Rescale the lines below: write them all out again, requests included, and multiply each x and y coordinate in the answers by 1.8, rounding to whole numbers with halves rounded up. Leave the coordinates in the requests and their format samples as they are, and omit the pictures.

** START OF INPUT FOR THIS TASK **

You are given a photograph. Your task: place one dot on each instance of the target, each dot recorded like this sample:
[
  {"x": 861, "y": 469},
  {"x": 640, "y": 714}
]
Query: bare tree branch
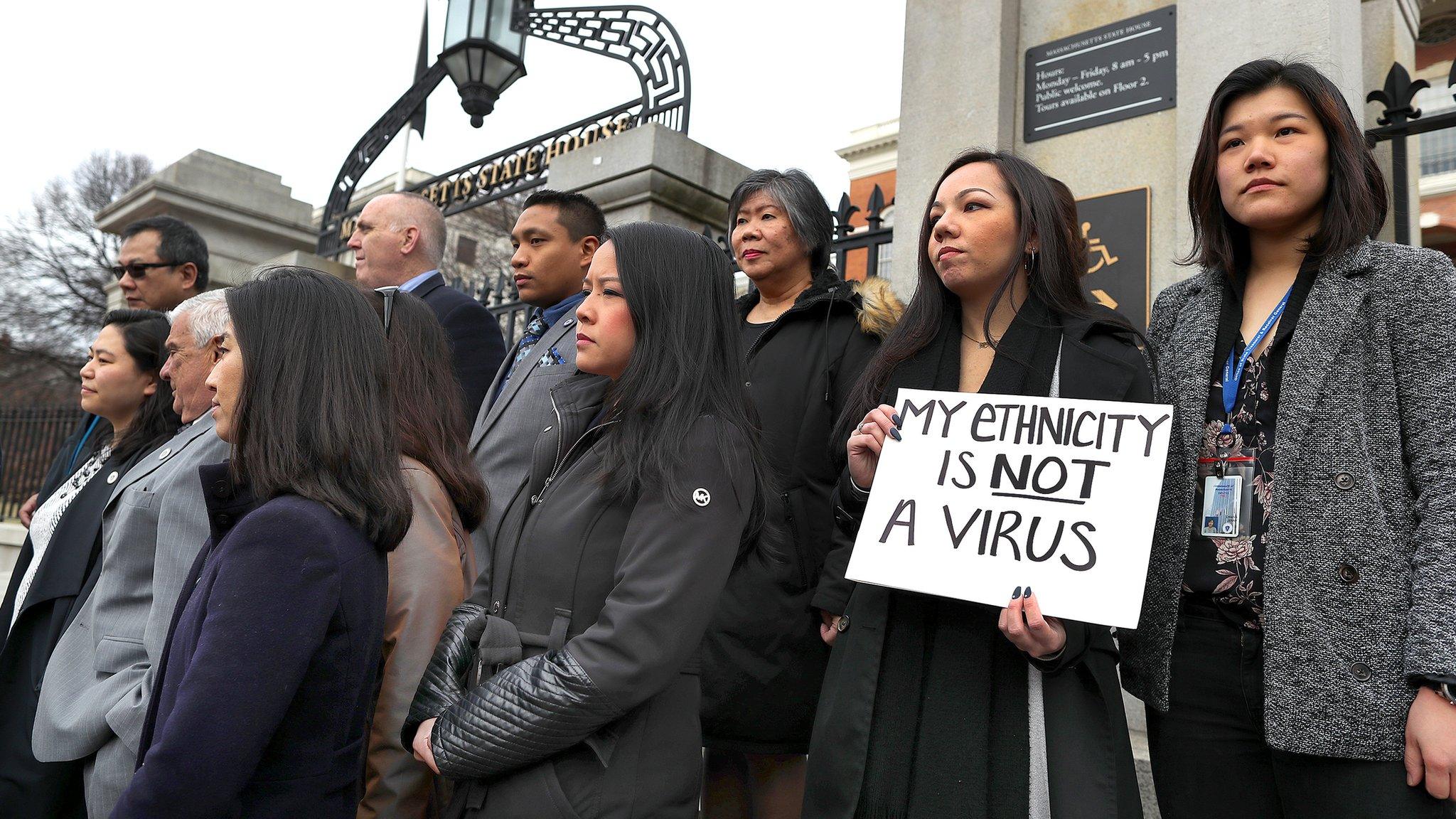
[{"x": 57, "y": 264}]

** END OF INPUT FOR THIS TASK **

RESULT OF THIS TASK:
You are given a photograph. Your task: place one dot on each instance of the target, each dot recorded like this sample:
[
  {"x": 861, "y": 469},
  {"x": 640, "y": 714}
]
Query: bare tree branch
[{"x": 103, "y": 475}]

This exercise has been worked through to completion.